= TASK DIRECTIONS =
Repeat the entries that appear below, exactly and in full.

Collected data
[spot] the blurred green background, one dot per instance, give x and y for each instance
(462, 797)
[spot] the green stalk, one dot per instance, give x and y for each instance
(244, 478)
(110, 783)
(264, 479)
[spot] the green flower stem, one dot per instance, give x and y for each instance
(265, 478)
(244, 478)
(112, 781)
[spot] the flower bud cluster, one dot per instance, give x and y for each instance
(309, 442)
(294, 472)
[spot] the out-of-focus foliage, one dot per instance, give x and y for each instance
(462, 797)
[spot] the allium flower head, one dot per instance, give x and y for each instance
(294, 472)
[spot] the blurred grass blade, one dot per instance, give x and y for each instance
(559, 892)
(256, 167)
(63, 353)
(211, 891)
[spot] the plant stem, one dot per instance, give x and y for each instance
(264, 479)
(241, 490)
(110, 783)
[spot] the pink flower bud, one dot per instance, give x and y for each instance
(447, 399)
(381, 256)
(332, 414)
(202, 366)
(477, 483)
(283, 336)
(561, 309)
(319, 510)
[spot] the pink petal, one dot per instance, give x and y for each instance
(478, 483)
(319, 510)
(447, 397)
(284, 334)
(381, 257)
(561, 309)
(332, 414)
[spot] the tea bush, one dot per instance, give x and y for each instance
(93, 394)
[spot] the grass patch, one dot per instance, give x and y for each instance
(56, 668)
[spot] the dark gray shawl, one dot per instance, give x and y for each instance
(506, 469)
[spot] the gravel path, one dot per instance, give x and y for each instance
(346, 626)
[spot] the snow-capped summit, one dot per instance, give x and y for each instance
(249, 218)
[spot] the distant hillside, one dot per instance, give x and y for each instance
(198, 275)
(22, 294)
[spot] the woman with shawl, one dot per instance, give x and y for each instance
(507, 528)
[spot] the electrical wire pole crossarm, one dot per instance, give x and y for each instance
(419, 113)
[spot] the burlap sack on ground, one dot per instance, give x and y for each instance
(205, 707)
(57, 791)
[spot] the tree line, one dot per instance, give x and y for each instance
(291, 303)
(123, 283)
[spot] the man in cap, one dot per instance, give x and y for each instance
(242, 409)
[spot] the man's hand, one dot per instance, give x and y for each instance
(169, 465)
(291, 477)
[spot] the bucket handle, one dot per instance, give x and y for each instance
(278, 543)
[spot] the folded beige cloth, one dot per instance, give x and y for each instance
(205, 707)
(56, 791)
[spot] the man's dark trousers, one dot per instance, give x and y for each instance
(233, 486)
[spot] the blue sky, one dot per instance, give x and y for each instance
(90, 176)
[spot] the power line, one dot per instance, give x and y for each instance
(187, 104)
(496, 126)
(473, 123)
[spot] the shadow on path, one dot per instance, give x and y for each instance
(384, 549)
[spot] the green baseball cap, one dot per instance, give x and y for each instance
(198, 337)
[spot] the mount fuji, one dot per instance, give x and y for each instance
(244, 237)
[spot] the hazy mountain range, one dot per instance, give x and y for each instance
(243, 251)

= RESULT OF THE EXERCISE =
[spot] the blurred green background, one dot per instance, give x and y for each instance
(462, 797)
[spot] the green stalk, one dot per instance, give x and y for each instance
(244, 478)
(110, 783)
(264, 479)
[spot] the green flower stem, one dot per instance, give x and y for each instance
(265, 478)
(244, 478)
(112, 781)
[spot] the flower bud cluster, one dot per instance, give x and y for each instance
(309, 442)
(294, 472)
[spot] the out-of-focus foliage, one dot per instance, give x and y for each instance
(462, 797)
[spot] the allium flower head, one dot per instance, give x and y for each instance
(294, 472)
[spot] the blurred grass blade, one dot per instance, give x and y for each instance
(559, 892)
(256, 167)
(63, 353)
(211, 891)
[spot] the plant stem, one dot per instance, give x and y for each instance
(264, 479)
(241, 490)
(110, 783)
[spot] the pink flower bud, one dot per instance, give x and y for each instance
(447, 399)
(381, 256)
(332, 414)
(202, 366)
(477, 483)
(283, 336)
(561, 309)
(319, 510)
[spot] the pink petal, one dot per instance, give x and y for each instance
(478, 483)
(319, 510)
(447, 397)
(284, 334)
(381, 257)
(561, 309)
(332, 414)
[spot] the tea bush, one dot per instance, give x and y for each instance
(93, 394)
[spot] the grass patch, one dot per instance, give x and y for each instance
(56, 668)
[spot] the dark gray shawl, one dot per instance, give x and y for each instance
(506, 469)
[spot] the gravel path, one dot per instance, give x and y for each instance
(346, 626)
[spot] the snow-capped summit, one dot per instance, give x and y for each instance
(249, 218)
[spot] the distant hillside, one dot per instance, give x and y for each instance
(198, 275)
(22, 294)
[spot] the woman with shawl, one dot per instance, give x and y for each instance
(507, 528)
[spot] the electrical wire pole crossarm, one dot per instance, give x and y for each instance
(419, 113)
[spot] the burlap sack on ground, one dot per instance, give x and y for each instance
(205, 707)
(57, 791)
[spot] the tree line, one dot per instance, give x and y for each instance
(291, 303)
(123, 283)
[spot] the man in cap, one dot per instance, give x and y for each instance
(242, 409)
[spot] the man's hand, one dot per instance, give x and y for each instance
(169, 465)
(291, 477)
[spot] the bucket handle, one dot per instance, give x and y for each instance
(278, 543)
[spot] the folded beige cloth, one dot per instance, give x and y for each instance
(205, 707)
(56, 791)
[spot] the man's dark trousers, one dot per instance, give x and y for each instance
(233, 486)
[spot] the blue sky, one dot per instance, give x and y for each instance
(90, 176)
[spot] the power line, one dot per instance, give x and y for each instance
(187, 104)
(496, 126)
(473, 123)
[spot] the shadow on path, one dot per instance, give x and y for each instance
(384, 549)
[spot] the green baseball cap, one dot per instance, give x and y for each instance
(198, 337)
[spot] the mount fuji, one dot per instance, give x and y for each instance
(244, 237)
[spot] the hazy mountain range, one dot per instance, give x and y for each instance
(243, 251)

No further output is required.